Would you repeat the listing exactly but omit every picture?

>> START

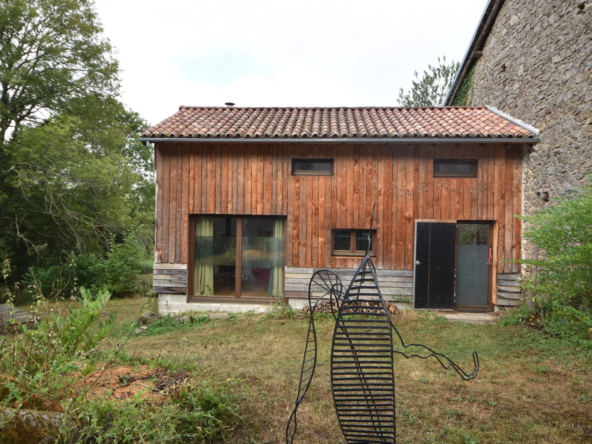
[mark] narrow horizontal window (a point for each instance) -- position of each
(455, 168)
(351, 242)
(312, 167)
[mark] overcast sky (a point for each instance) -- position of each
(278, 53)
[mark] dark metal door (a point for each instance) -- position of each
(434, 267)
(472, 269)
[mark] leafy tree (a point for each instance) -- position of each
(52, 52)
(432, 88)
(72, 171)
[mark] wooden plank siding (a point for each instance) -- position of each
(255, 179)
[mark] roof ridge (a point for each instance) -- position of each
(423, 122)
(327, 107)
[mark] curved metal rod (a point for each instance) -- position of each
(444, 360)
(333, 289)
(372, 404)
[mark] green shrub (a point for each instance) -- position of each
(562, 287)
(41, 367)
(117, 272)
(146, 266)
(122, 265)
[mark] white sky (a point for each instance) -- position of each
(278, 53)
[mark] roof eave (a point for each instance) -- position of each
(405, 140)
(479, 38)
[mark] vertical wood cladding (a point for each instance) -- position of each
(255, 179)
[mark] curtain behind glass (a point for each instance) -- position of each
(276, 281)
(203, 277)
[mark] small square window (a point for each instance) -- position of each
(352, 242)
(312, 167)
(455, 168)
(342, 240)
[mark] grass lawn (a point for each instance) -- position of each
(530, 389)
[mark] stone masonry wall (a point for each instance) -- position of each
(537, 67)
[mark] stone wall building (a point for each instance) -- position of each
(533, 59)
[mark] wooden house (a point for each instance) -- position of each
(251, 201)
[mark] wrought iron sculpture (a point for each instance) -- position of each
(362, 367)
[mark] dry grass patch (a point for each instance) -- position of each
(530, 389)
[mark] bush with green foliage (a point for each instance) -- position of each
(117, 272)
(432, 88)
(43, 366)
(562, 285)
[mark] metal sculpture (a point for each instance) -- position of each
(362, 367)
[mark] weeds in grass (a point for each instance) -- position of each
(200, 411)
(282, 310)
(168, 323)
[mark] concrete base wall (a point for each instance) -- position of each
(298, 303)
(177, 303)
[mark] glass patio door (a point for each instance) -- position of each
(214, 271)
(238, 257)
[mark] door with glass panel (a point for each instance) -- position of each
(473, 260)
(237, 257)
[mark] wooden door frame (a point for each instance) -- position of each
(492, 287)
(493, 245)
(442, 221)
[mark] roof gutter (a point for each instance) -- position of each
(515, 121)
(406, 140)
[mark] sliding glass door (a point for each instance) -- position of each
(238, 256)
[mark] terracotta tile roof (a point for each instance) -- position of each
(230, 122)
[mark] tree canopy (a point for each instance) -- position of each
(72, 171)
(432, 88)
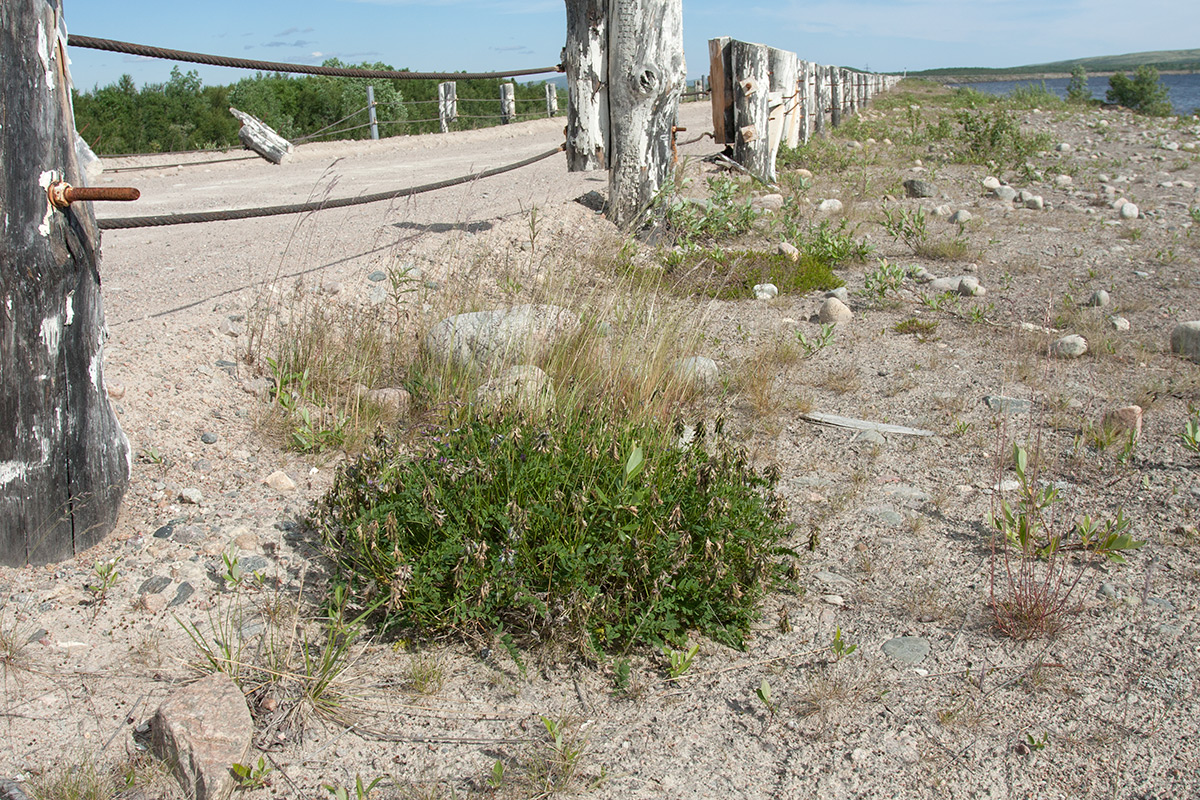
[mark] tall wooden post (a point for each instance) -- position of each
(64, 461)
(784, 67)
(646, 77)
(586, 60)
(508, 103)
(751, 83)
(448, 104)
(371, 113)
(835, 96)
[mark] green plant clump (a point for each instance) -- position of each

>> END

**Solution:**
[mark] narrow horizontal window (a point for each instance) -- position of each
(455, 168)
(351, 242)
(312, 167)
[mark] overcast sky (a point for each instance) -- position of each
(278, 53)
[mark] dark metal door (a point for each instance) -- position of each
(434, 267)
(472, 269)
[mark] leafy tree (a point for each instance) -- position of each
(52, 52)
(432, 88)
(72, 171)
[mark] wooden plank siding (a point for each instance) -- position of each
(255, 179)
[mark] roof ridge (a point for each instance) -- position of each
(423, 122)
(327, 107)
[mark] curved metal rod (a point for each instance) -- position of each
(444, 360)
(333, 289)
(372, 404)
[mark] green shrub (a point for each instance) -- position of each
(562, 287)
(41, 367)
(117, 272)
(146, 266)
(122, 265)
[mark] white sky (a point for each instance) -- position of each
(278, 53)
[mark] roof eave (a point for each instance) -- position of each
(405, 140)
(479, 38)
[mark] vertical wood cladding (a point for each instance) -- position of each
(255, 179)
[mark] curtain behind glass (a point for each instance) -- position of each
(276, 281)
(203, 277)
[mark] small square window (a point for each instance) -- position of each
(352, 242)
(312, 167)
(455, 168)
(342, 240)
[mark] grass lawn (a point for each instance) -- position of each
(530, 389)
[mark] stone masonry wall (a point for each instance) -- position of each
(537, 67)
[mark] stone wall building (a point for each instance) -- position of each
(533, 59)
[mark] wooden house (a point for each instance) -- position of each
(251, 201)
[mark] wrought iron sculpture (a point for each instance) -- position of each
(362, 367)
[mark] dry grass patch (a point for each instance) -- position of each
(530, 389)
[mark] bush with green foliage (a point for each instance) -- position of each
(117, 272)
(432, 88)
(43, 366)
(562, 285)
[mark] metal sculpture (a point for each instance) -- position of each
(362, 367)
[mark] weeds in grass (a point for each instance) -- position of each
(200, 411)
(282, 310)
(168, 323)
[mark] concrete base wall (a point for each instance) -- position of each
(298, 303)
(177, 303)
[mark] glass patio door (a point for each instance) -- position of each
(214, 271)
(238, 257)
[mark] door with glass panel (a point for each instance) -- position of each
(473, 260)
(237, 257)
[mark] wooden door frame (a point for each instance) -- position of each
(492, 287)
(493, 245)
(442, 221)
[mark] roof gutter (a point for each instance) -- position of each
(515, 121)
(406, 140)
[mark] sliding glass door (a point for each instance) -- position of each
(238, 256)
[mark] terracotta tile roof (a point for each instance) -- position of each
(230, 122)
[mark] tree canopy (a point for each instance) -- position of each
(72, 171)
(432, 88)
[mark] tall wooden post (a point for each instance) -- position of each
(64, 461)
(784, 67)
(646, 77)
(586, 60)
(508, 103)
(751, 83)
(448, 104)
(371, 113)
(835, 96)
[mark] green plant clump (a point for each instance) -- position of each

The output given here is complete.